## Assignment:
Reproduce the part of the county devolution excerpt below from "4. Political Instability" to "of county governments.", word for word.

*** Opening of Excerpt ***

3. Inequality Between Counties
Although devolution was intended to reduce regional disparities, it has inadvertently led to unequal development across counties. While some counties have thrived, others, particularly those in arid and semi-arid regions, continue to face significant challenges. For instance, counties such as Nairobi, Kiambu, and Mombasa have seen considerable economic development, while more remote counties like Samburu and Tana River continue to lag behind. This disparity is often exacerbated by inadequate resources and the lack of a fair system for distributing the county allocations from the national government.
4. Political Instability and Misalignment
Political rivalry between governors and county assemblies has often led to gridlock and inefficiency in some counties. In cases where the governor and the majority of the county assembly are from opposing political parties, there have been instances of stalled projects, budgetary conflicts, and a lack of cooperation in governance. This has slowed down service delivery and reduced the effectiveness of county governments.
5. Overdependence on National Government
While devolution was meant to create self-sufficient county governments, many counties remain heavily dependent on the national government for financial resources. The allocation of funds from the central government constitutes a large part of many counties’ budgets, which has created a situation where county governments are unable to generate significant revenue locally. This overreliance has weakened the autonomy of county governments and slowed down local economic growth.

*** Close of Excerpt ***
*** Opening of Data section ***

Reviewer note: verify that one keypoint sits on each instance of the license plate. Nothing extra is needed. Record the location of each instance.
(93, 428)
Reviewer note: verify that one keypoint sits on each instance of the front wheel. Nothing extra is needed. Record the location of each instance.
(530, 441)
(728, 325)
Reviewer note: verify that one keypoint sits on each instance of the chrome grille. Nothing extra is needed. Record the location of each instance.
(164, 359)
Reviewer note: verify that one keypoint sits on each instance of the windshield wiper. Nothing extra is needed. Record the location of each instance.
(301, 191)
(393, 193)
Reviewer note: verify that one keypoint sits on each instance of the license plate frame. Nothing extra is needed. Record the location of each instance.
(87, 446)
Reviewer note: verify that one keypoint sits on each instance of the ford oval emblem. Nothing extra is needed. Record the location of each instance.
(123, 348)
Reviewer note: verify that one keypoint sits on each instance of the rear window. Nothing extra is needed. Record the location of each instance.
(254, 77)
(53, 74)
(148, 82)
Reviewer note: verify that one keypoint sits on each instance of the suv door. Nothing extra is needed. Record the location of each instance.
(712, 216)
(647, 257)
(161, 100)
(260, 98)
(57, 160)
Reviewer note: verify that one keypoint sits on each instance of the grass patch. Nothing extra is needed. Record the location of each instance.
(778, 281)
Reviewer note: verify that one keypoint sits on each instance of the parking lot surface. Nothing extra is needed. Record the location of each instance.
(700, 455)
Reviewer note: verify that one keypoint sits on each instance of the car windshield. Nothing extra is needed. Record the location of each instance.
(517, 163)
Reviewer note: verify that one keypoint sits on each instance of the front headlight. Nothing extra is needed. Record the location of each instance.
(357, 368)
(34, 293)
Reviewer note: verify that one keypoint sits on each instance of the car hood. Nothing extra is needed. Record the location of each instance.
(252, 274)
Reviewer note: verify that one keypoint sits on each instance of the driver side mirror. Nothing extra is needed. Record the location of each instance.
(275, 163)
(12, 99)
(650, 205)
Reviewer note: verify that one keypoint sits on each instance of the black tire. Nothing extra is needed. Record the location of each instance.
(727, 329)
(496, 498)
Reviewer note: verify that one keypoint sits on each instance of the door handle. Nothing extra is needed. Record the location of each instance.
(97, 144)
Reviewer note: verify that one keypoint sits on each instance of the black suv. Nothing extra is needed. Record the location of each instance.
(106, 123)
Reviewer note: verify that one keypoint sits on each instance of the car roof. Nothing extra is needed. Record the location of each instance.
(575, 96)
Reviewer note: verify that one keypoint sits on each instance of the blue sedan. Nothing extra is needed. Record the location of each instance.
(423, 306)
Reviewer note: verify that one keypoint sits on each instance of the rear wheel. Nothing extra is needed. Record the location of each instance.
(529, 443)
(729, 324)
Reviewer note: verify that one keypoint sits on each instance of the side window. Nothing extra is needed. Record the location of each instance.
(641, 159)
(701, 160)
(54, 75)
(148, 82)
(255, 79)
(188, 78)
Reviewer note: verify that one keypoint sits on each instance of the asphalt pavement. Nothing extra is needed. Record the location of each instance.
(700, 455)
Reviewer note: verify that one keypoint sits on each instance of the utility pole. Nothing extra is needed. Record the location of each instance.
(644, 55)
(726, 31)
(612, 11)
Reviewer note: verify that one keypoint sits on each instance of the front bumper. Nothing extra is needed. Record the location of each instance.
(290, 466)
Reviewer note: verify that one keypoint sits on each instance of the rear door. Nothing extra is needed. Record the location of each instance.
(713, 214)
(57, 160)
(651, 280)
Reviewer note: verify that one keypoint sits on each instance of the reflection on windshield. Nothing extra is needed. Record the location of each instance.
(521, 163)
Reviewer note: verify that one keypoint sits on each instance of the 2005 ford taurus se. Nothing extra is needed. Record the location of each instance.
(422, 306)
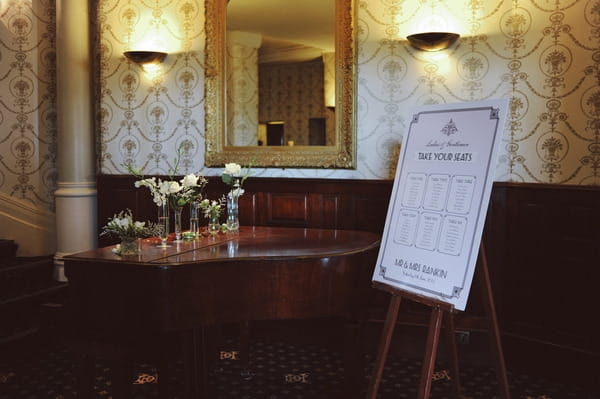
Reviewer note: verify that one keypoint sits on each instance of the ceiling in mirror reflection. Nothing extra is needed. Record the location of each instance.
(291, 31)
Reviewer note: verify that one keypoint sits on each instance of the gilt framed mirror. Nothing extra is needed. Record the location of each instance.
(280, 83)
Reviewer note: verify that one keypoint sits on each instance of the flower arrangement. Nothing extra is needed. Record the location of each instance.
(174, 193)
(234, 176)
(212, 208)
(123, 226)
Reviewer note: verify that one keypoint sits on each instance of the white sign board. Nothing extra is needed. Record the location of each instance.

*** Close of Data section ***

## Written reply:
4. Political Instability and Misalignment
Political rivalry between governors and county assemblies has often led to gridlock and inefficiency in some counties. In cases where the governor and the majority of the county assembly are from opposing political parties, there have been instances of stalled projects, budgetary conflicts, and a lack of cooperation in governance. This has slowed down service delivery and reduced the effectiveness of county governments.